= Required task =
Revise the lines starting at the one containing "Note: mark the white road line" and ending at the last line, replacing "large rock" with "boulder" and keeping everything else the same.

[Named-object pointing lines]
=-=-=-=-=

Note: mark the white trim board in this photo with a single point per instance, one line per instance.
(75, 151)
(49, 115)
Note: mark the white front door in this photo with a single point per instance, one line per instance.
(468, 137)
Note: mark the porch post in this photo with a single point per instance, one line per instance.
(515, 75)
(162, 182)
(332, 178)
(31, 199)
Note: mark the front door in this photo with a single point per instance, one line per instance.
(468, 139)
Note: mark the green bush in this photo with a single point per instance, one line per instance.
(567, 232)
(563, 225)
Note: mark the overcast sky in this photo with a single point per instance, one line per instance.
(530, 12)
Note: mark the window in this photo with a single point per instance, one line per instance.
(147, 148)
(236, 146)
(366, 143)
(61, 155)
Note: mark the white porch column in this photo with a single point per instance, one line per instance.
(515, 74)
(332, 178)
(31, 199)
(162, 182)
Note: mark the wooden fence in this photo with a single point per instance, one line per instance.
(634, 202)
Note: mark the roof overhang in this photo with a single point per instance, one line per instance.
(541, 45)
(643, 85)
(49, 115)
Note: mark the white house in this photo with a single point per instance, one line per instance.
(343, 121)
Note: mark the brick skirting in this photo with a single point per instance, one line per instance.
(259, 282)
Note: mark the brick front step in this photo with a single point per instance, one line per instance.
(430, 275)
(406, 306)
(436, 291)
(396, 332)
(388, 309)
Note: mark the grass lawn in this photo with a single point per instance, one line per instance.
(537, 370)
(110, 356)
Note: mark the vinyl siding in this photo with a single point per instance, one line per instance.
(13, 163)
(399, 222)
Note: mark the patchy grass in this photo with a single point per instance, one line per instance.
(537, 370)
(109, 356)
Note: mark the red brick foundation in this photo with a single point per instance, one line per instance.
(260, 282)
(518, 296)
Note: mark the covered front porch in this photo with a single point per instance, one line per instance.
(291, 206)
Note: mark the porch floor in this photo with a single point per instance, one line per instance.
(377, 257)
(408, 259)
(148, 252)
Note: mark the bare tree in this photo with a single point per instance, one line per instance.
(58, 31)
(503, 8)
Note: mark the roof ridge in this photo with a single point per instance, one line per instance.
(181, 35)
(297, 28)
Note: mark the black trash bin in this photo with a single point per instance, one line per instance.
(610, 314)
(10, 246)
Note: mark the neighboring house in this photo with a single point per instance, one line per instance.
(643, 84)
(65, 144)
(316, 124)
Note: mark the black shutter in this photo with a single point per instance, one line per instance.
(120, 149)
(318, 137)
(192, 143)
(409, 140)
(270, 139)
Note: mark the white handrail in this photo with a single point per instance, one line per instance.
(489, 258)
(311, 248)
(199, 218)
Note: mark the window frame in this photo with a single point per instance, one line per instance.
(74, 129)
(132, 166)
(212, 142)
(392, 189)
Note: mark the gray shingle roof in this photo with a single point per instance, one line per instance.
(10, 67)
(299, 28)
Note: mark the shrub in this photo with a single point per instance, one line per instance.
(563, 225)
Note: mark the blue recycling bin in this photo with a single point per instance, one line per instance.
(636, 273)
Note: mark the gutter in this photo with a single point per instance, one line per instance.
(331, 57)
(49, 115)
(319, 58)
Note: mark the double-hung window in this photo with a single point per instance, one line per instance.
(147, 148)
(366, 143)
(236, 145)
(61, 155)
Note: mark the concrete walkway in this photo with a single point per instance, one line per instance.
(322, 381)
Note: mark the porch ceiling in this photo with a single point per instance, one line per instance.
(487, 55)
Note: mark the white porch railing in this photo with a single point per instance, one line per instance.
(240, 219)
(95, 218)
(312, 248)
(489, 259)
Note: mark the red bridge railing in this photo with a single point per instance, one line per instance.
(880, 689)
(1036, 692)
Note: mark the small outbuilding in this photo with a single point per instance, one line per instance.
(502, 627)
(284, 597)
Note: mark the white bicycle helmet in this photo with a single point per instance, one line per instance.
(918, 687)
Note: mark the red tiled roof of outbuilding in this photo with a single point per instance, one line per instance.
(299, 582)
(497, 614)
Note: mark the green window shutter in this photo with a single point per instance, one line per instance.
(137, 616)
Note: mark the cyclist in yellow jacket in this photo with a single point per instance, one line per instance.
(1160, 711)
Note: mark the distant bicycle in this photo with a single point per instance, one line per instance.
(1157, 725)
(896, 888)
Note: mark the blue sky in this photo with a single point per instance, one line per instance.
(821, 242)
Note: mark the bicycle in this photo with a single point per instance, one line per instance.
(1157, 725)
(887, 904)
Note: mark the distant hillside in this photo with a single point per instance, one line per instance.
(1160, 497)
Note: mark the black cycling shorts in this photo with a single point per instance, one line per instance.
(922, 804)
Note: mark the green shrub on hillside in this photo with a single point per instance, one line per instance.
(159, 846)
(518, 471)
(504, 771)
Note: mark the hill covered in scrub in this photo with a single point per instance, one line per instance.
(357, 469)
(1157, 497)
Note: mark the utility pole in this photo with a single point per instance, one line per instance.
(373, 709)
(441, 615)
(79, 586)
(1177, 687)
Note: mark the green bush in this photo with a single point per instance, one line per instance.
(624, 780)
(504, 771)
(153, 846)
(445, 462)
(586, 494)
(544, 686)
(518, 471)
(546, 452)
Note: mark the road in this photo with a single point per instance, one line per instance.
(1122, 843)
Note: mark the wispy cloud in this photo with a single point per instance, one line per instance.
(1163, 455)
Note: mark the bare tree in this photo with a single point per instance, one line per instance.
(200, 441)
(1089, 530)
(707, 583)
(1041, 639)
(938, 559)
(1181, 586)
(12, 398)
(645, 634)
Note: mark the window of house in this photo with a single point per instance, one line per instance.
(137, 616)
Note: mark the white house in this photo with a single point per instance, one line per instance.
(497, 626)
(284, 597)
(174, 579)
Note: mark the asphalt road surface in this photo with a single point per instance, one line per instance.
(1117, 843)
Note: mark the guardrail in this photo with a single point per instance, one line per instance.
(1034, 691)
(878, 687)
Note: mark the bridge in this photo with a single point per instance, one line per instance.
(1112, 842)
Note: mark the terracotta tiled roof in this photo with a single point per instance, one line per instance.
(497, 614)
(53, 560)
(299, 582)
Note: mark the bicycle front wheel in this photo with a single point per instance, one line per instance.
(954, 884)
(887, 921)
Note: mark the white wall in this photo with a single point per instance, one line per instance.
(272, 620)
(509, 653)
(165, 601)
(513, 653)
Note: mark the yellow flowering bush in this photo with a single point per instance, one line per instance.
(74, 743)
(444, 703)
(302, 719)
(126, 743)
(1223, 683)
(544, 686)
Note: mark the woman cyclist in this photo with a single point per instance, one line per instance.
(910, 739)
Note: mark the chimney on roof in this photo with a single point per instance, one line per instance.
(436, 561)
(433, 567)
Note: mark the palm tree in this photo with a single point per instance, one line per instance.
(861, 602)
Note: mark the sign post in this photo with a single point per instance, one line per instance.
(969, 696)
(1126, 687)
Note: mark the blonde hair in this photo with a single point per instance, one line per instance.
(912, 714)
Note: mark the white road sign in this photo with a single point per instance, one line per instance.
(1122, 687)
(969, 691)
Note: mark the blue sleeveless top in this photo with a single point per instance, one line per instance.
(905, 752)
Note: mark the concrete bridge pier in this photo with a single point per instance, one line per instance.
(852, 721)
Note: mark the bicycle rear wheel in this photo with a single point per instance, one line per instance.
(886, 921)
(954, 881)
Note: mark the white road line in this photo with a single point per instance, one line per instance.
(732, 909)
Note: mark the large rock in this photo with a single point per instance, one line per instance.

=-=-=-=-=

= Full output =
Note: mark the white road line in this photo with a single point per instance, one line per instance.
(732, 909)
Note: mark the boulder in this photo with a single point per instance, one line per instance.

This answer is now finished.